**Source extract:**
Tuesday, May 10, 2011

Latos

His current struggles could make Mat Latos better in the long run, especially if the 23-year-old regains the consistently hot fastball that brought him a $1.25-million signing bonus and rushed him to the big leagues after only 31 starts in the minors.

What doesn't kill us is supposed to make us stronger, right? Or so the cliche goes. Latos is winless in his last 11 games dating to 2010, a pretty stiff development given that the Tattoed One was 14-5 with a 2.21 ERA when this detour began last September.


This year, six starts into it, Latos is giving up more home runs and warning-track outs than he did a sophomore big leaguer or likely ever as an amateur. He's in the midst of learning a few things.

As Chipper Jones told me last month, Latos used to be able to "dot" both sides of the plate with an explosive fastball, especially if the caliber of hitter -- e.g., Chipper -- warranted it.

Latos hasn't had that luxury in this still young season, for the most part.

Oh, Bud Black was telling the truth Monday when he told the press that Latos' stuff is still "fine." A fastball that has averaged 92.3 mph (FanGraphs) qualifies as fine, or better than fine, for most big leaguers, if we're talking only about mph.

The righty's strikeout rate is still very good -- 9.2 per nine -- and identical to last season.

In fact, Latos has shown excellent fastballs, sliders, curveballs and changeups. He still has four "plus" pitches, making him a potential ace.

He's just not showing them consistently.

The explosive, confidence-enriching fastball that Latos could lean on last year averaged 94 mph (FanGraphs) and gave him a larger margin for error that he's generally had this year.

Take Monday's game in Milwaukee against a talented but streaky Brewers offense that had scored only 17 runs in its previous 10 games.

Yes, Latos couldn't trust his curveball. Two batters into it, he threw a lollypop curve that Carlos Gomez raked off the left-field wall for extra bases (ought to have been a double, was played into a triple by NL Central veteran Ryan Ludwick). Latos was fortunate that one didn't end up in the seats. He also spiked two curves for wild pitches, part of the tedious, one-run first inning.

But the reduced margin for error on his fastball was, and has been, pretty glaring, relative to the pitch's dominance last year.

Latos anticipated that Brewers pitcher Zach Greinke would try to bunt or slug bunt, so he threw the appropriate pitch -- a high fastball -- but because it didn't have great zip, Greinke was able to get on top of the 92 mph pitch and chop it for a single to shortstop. Which led to a run.

Brewers hitting coach Dale Sveum had said before the game that Latos will not come inside to right-handed hitters with his fastball and will consistently work away. Nothing concerning there.  The question was, could the Brewers make him pay?

**Records:**
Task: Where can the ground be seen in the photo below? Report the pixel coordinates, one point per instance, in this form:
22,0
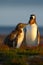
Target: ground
22,56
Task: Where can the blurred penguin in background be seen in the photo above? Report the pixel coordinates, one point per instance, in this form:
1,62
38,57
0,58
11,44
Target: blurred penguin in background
16,37
32,32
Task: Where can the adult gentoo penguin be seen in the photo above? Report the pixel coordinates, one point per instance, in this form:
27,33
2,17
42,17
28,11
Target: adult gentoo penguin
32,32
16,37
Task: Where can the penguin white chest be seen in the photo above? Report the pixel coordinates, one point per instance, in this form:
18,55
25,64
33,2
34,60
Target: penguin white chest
20,39
31,34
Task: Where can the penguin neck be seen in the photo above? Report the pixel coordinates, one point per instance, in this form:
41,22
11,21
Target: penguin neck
20,30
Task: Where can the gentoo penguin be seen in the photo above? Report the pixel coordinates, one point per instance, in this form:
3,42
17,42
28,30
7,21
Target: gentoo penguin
32,32
16,37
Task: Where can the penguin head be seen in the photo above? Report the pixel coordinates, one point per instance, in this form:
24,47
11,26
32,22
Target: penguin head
32,19
21,25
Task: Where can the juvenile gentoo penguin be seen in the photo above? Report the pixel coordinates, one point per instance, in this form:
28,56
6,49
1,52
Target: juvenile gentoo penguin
32,32
16,37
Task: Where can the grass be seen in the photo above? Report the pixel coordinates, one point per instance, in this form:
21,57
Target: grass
21,56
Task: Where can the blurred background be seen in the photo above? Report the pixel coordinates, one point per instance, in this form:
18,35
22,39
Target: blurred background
14,11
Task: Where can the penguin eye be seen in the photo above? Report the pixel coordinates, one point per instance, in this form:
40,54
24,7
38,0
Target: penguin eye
31,17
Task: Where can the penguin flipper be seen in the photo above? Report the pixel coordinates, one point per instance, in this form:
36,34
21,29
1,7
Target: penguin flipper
38,37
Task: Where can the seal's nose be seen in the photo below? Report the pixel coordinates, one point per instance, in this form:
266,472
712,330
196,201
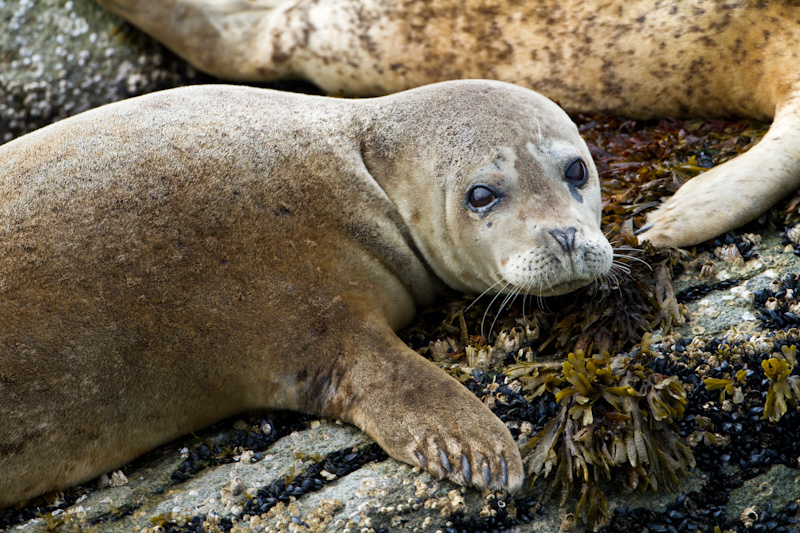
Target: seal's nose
565,238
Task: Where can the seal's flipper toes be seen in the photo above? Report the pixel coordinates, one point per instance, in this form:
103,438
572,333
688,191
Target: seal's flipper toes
466,469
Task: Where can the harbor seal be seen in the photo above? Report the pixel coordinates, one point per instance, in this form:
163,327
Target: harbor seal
637,58
180,257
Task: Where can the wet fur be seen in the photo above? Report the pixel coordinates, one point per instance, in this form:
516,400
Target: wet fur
174,259
633,58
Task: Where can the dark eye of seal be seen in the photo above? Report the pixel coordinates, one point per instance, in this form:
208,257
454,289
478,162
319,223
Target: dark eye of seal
480,198
576,173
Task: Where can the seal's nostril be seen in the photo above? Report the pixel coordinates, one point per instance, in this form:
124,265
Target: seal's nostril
565,238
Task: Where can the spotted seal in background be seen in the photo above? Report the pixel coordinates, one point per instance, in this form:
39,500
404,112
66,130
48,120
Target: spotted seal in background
177,258
638,58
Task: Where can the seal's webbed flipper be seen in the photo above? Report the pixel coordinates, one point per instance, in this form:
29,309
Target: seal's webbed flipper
422,416
735,192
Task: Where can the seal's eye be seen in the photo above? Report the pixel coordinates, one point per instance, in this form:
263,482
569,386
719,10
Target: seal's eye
480,198
576,173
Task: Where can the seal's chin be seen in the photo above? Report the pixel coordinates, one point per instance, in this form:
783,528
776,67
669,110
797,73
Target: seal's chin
557,289
566,287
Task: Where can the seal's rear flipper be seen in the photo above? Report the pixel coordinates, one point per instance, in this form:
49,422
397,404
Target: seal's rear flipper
735,192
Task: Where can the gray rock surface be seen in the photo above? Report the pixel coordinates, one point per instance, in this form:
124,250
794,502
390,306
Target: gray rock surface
59,58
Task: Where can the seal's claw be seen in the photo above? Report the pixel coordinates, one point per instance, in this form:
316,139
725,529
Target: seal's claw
445,461
466,469
422,462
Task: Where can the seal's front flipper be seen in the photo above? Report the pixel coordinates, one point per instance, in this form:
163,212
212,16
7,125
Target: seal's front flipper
422,416
736,192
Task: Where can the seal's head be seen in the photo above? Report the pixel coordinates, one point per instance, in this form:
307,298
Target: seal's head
502,195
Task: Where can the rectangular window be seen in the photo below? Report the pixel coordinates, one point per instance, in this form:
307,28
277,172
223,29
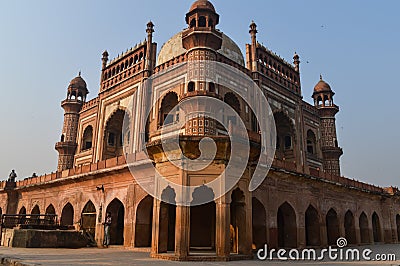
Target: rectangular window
111,139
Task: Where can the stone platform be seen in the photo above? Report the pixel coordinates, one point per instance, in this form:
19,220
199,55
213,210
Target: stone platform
34,238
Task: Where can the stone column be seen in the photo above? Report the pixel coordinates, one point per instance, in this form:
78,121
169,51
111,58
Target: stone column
222,228
301,231
324,236
182,232
155,227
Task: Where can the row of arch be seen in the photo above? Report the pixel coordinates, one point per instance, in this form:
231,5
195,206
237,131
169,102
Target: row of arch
171,100
203,223
277,67
201,22
115,136
89,216
124,65
314,222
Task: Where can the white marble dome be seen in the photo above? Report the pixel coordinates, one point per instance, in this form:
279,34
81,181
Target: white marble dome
174,48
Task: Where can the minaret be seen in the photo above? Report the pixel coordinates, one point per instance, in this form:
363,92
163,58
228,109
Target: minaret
76,96
149,51
201,33
104,61
323,101
296,62
253,33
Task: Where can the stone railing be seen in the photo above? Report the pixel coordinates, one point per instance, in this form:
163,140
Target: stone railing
116,161
121,160
90,104
291,166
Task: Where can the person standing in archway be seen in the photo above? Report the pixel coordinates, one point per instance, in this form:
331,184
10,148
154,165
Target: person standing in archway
107,226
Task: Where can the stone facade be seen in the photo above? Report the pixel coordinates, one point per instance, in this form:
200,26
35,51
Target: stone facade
303,201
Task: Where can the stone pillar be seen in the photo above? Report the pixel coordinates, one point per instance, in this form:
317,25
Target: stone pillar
222,228
301,231
182,232
155,227
324,235
358,233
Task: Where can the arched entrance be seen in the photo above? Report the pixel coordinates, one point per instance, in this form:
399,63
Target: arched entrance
144,219
35,210
349,228
376,227
88,218
287,226
259,223
116,208
238,221
22,210
67,215
50,209
168,103
398,227
364,231
115,136
167,219
285,137
332,227
313,233
202,220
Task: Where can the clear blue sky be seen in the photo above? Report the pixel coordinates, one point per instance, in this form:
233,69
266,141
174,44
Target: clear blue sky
354,44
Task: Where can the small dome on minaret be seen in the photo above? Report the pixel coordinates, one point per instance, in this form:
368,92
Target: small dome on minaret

**Problem description:** Extend the column on Mat Latos's pitching struggles, starting after its final sentence. The records were taken from a different source than the text.

**Written response:**
They did it twice for RBI hits. Rickie Weeks drove a nothing fastball -- 90 mph -- to right-center for a home run in the fifth. Yes, in the Petco cocoon, Latos would've suffered only a double or a triple for that blast. But against a great fastball hitter like Weeks, a 2-1 fastball out over the plate had better have some mustard on it. (At that point, Latos may have been fatigued. He had thrown 29 pitches in the first inning, all but ensuring his material would be thin come the middle innings.)

With two outs in the sixth, when Latos was emptying the tank, Jonathan Lecroy rapped a 92-mph fastball for an opposite-field double, one at-bat after Corey Hart had swatted a mistake slider for a double. That run would stand as the winner.

I guess the big question here is, will Latos regain the consistently hot fastball?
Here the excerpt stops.